## [Dataset excerpts on object pointing]
::::::

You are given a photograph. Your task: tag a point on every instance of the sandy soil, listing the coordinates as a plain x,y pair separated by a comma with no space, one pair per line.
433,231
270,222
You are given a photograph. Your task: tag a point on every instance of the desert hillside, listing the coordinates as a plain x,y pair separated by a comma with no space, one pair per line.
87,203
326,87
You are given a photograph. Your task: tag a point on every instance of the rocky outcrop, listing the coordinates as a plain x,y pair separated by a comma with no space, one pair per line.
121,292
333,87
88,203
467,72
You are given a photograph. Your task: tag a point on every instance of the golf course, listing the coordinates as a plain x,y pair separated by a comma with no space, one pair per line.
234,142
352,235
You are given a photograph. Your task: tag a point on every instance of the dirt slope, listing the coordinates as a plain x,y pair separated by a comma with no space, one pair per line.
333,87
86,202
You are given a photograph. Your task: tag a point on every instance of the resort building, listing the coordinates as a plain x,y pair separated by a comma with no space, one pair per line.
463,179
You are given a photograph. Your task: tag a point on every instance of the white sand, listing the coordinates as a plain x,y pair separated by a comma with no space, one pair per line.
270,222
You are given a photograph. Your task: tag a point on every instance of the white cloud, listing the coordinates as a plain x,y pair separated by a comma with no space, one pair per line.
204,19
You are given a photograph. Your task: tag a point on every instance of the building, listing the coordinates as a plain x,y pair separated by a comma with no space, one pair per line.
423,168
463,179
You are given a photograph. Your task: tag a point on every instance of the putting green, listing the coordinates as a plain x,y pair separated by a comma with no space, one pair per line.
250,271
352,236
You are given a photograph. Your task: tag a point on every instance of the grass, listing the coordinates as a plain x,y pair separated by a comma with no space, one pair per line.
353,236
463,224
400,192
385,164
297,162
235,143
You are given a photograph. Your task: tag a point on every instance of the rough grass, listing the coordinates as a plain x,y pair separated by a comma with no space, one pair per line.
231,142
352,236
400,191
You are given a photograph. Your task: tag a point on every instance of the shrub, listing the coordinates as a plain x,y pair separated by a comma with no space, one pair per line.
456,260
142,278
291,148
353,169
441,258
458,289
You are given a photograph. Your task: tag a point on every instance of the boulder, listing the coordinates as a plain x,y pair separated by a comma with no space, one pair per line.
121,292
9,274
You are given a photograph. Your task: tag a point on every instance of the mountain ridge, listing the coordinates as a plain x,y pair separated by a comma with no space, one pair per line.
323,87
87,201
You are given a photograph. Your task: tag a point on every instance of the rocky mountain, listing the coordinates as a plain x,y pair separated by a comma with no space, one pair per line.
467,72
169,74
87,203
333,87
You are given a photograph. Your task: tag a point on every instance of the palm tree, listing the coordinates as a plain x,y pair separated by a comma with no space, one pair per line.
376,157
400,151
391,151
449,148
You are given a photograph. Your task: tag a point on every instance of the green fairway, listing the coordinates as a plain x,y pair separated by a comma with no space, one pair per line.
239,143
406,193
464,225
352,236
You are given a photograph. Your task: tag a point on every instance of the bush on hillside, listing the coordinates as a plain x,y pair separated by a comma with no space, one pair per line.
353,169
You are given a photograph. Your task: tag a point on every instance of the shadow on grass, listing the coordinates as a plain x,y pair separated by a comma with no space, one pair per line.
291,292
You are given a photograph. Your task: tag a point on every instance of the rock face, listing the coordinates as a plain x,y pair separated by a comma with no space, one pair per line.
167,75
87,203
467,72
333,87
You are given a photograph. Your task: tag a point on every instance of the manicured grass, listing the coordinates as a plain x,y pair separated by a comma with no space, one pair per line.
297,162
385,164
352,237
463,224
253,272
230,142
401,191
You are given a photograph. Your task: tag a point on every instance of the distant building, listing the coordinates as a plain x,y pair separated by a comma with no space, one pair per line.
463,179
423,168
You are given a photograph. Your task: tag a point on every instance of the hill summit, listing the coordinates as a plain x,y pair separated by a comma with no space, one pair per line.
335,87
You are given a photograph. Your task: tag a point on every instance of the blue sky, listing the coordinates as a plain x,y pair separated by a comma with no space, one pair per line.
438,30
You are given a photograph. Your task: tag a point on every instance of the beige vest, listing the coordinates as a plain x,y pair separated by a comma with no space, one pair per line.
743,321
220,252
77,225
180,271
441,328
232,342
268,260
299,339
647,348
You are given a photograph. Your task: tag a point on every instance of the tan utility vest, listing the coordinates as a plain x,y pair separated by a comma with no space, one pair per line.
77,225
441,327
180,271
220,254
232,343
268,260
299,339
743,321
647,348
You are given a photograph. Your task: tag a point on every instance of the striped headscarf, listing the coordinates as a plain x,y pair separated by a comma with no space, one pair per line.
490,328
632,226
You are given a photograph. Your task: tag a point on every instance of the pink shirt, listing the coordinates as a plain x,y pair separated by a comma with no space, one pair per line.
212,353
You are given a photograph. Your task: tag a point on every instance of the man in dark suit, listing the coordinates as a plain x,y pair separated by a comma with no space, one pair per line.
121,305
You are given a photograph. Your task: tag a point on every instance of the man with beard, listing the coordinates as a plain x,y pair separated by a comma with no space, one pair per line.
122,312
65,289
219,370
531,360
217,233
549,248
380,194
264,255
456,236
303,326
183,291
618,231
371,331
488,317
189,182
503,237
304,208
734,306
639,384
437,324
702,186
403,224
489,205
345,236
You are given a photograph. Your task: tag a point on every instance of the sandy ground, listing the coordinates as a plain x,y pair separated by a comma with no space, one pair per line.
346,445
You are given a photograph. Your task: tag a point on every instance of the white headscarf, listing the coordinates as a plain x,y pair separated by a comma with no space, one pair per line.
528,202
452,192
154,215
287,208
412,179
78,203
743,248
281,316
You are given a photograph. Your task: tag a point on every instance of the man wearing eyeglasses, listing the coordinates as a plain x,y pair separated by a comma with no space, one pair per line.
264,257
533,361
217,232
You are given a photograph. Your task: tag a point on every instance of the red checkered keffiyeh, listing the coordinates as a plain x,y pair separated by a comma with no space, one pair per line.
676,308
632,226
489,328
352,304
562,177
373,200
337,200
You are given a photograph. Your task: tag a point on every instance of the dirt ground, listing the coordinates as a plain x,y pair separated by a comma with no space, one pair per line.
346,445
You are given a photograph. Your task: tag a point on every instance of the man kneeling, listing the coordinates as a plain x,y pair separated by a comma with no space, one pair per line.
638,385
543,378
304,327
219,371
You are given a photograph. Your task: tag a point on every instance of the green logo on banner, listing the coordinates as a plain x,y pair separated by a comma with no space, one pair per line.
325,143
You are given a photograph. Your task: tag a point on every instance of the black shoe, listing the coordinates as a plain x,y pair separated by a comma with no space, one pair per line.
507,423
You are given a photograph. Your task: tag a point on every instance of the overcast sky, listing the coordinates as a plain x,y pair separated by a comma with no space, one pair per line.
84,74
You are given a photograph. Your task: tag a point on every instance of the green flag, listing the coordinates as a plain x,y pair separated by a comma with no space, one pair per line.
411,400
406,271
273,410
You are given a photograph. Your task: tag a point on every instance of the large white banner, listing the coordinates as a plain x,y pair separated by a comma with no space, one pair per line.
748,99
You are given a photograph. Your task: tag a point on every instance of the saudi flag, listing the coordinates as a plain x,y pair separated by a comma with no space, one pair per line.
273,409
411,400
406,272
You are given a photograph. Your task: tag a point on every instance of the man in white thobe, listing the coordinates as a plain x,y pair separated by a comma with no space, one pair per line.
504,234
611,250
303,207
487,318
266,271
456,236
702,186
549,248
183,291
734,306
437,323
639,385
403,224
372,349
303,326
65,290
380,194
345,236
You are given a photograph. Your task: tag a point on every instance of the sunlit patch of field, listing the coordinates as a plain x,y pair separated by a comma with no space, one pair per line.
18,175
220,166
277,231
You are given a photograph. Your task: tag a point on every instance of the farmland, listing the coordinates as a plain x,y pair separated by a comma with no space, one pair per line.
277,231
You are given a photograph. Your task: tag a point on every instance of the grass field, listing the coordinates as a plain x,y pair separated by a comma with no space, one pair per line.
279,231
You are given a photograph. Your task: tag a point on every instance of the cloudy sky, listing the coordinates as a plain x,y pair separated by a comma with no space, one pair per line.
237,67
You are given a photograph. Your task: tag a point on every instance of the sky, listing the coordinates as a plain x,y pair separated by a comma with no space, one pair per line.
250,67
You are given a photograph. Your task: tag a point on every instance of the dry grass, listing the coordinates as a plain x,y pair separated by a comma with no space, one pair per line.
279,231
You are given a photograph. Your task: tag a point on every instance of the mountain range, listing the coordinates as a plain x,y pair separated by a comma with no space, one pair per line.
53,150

::::::

## [Exercise details]
Repeat, without change, each line of the data above from the one that contains "of the sunlit" through the final line, counting both.

## [Exercise result]
You are given a photograph. Your task: tag a point on every instance of the sunlit patch of field, listing the coordinates as a plain x,y pair separated by a comma with no space, one pair per line.
18,175
220,166
277,231
You are given a photograph. Your task: tag a point on every instance of the farmland, listing the coordinates as a plain x,y pair separated by a comma with no space, one pair per line.
277,231
You are given a photograph. Your task: tag a point on every instance of the grass field, listing the coordinates as a plain x,y pair separated by a comma with no space, one pair per line.
279,231
You are given a photograph. Your task: tag a point on every instance of the cloudy sky, listing the coordinates as a plain x,y pair separated by a comma with no space, one pair per line.
237,67
You are given a photograph. Your task: tag a point on every instance of the sky, listing the coordinates as a plain x,y pair separated by a comma with no space, one pair per line.
250,67
You are given a photograph. Your task: tag a point on every instance of the dry grass, listing the coordinates as a plain x,y pair separated by a comma with no space, one pair per line.
279,231
You are given a photograph. Your task: tag a point on every instance of the mountain range, listing the coordinates as a plain x,y pair separated by a comma with no space, one pair per line.
53,150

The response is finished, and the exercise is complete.